▶ _Directions_:
Return every one of the lines below that contains the string "white", copying each line in full.

Begin

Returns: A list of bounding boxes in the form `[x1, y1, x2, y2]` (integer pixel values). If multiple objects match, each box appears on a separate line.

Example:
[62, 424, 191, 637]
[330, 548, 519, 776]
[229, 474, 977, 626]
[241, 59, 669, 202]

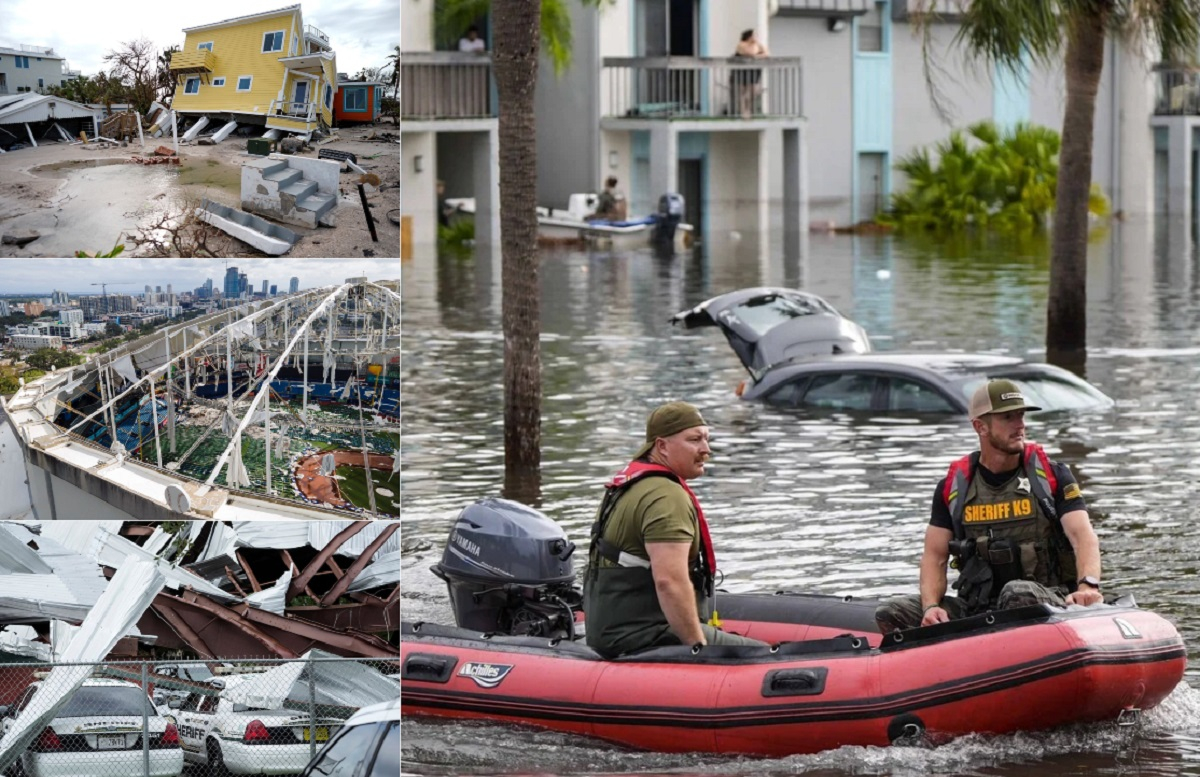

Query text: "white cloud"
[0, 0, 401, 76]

End
Begin

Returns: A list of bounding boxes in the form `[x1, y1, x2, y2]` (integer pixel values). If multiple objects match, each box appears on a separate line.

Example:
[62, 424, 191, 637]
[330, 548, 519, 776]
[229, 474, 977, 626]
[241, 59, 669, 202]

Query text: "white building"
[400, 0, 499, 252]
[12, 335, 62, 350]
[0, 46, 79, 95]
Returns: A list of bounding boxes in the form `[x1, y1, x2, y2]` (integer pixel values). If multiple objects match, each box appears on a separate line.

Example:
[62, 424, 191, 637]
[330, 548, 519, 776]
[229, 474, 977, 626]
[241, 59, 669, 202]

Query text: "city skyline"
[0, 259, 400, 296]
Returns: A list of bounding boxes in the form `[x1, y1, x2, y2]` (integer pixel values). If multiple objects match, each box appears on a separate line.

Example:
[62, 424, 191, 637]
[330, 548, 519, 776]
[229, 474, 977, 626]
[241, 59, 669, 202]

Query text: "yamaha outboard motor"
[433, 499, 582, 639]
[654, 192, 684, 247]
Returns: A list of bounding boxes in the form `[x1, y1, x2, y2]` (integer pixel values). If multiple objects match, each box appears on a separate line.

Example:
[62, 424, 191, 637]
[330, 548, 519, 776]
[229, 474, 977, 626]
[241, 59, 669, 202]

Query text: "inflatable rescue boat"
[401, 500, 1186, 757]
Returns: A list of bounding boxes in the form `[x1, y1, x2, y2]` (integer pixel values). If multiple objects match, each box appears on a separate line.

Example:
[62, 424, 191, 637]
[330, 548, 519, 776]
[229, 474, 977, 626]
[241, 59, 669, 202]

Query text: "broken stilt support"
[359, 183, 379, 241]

End
Begin

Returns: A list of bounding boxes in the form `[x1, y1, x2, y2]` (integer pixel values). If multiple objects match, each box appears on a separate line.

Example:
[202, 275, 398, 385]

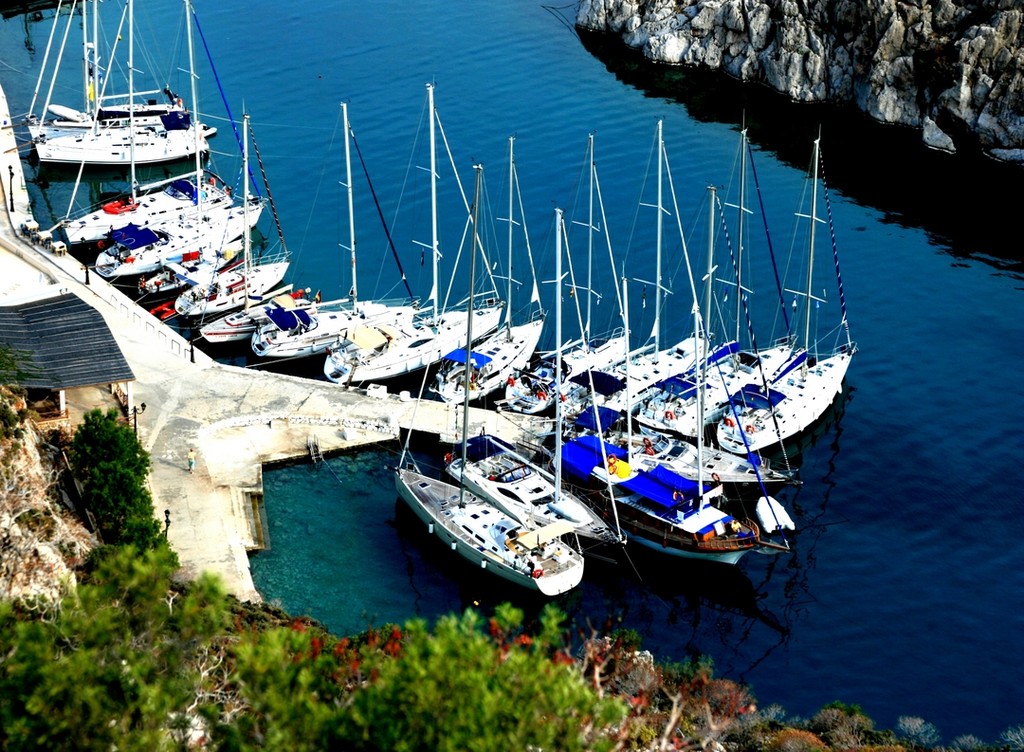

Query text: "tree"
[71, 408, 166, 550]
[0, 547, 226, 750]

End

▶ _Written solution_:
Query text: "white cloud"
Query text: "white building"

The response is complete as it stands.